Start of Page text

This week the Waters team put together a special report on Big Data. In his opening letter, Waters editor-in-chief Victor Anderson points to the monetary value for those who are on the cutting edge of this large-scale frontier.

I completely agree. Those firms that are at the forefront of mining this data, and those that are innovative in the ways they use the information gained, will have an enormous competitive advantage over the laggards that are in a reactionary position.

Unfortunately, though, the financial services industry has chosen to sit on the sidelines rather than innovate when it has come to things like cloud technology, mobile technology, social media and field-programmable gate arrays (FPGA).

My colleague Tim Murray covered a panel discussion this week that addressed Big Data. Knight Capital's Steven Sadoff told the audience that the market rarely delves into the cutting edge of new technology.

"Advances in technology simply haven't kept up," he said. "Whatever you want to throw at a particular tech problem, we've only seen evolutionary improvements."

End of Page text
Start of Stored records

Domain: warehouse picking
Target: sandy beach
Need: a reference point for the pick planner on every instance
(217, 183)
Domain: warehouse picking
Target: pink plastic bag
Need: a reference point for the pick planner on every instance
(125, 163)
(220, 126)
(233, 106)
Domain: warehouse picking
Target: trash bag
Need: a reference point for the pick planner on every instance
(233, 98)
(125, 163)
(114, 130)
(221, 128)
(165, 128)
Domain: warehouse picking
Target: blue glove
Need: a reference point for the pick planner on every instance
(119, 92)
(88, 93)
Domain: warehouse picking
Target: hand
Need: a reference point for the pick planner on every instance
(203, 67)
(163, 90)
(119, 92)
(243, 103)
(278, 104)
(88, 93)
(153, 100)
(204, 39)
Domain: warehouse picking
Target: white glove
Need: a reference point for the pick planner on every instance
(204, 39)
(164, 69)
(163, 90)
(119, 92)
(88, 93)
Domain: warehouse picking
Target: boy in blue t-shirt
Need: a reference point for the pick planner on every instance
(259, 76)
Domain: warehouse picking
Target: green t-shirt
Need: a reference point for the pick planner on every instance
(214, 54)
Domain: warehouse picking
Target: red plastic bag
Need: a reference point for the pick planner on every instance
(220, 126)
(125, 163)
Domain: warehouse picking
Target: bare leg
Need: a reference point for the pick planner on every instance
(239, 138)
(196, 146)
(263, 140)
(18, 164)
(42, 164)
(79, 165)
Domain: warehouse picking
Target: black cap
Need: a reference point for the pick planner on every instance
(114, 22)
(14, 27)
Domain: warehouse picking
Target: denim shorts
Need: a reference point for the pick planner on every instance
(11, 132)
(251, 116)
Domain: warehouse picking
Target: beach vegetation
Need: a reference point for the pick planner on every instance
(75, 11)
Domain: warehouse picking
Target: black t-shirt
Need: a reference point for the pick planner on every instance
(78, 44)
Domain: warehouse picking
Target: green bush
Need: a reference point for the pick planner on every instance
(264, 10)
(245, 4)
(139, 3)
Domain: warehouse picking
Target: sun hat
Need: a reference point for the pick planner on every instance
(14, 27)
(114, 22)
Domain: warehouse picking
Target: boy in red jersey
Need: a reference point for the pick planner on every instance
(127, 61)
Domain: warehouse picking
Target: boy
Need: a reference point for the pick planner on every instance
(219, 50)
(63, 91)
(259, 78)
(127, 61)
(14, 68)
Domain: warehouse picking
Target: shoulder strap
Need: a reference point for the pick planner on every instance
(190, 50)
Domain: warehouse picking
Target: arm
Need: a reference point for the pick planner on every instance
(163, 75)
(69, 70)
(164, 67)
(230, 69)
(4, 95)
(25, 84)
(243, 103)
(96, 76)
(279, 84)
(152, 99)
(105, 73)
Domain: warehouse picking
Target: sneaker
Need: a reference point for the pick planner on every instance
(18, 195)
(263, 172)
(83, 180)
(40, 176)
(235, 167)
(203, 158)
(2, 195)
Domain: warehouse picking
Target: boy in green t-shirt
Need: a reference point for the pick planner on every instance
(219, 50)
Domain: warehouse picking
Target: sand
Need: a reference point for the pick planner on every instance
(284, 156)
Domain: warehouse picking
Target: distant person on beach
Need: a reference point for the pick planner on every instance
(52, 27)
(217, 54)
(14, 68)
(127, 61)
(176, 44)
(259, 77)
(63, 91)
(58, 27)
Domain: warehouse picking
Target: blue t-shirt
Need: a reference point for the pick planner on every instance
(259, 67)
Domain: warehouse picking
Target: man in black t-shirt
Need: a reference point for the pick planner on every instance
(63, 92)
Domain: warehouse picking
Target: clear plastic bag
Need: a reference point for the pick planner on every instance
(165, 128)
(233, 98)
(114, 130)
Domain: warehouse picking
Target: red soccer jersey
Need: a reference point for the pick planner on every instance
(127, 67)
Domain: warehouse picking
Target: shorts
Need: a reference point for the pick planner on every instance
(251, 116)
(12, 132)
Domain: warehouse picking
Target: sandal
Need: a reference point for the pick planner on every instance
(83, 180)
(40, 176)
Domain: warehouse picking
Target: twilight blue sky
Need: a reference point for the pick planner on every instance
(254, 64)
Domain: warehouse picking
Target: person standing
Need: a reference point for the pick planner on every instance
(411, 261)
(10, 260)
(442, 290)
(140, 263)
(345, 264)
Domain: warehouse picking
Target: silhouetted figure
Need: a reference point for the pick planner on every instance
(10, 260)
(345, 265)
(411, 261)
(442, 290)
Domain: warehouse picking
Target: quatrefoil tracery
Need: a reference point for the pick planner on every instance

End of Stored records

Directions:
#1 Revise the Big Data piece from "I completely agree." up to and including "of new technology.", putting "machine learning" in place of "cloud technology".
#2 Answer these questions using the Big Data piece:
(a) Who is the editor-in-chief of Waters?
(b) Which firm is Steven Sadoff from?
(c) Who covered the panel discussion on Big Data?

Solved tasks:
#1
I completely agree. Those firms that are at the forefront of mining this data, and those that are innovative in the ways they use the information gained, will have an enormous competitive advantage over the laggards that are in a reactionary position.

Unfortunately, though, the financial services industry has chosen to sit on the sidelines rather than innovate when it has come to things like machine learning, mobile technology, social media and field-programmable gate arrays (FPGA).

My colleague Tim Murray covered a panel discussion this week that addressed Big Data. Knight Capital's Steven Sadoff told the audience that the market rarely delves into the cutting edge of new technology.

#2
(a) Victor Anderson
(b) Knight Capital
(c) Tim Murray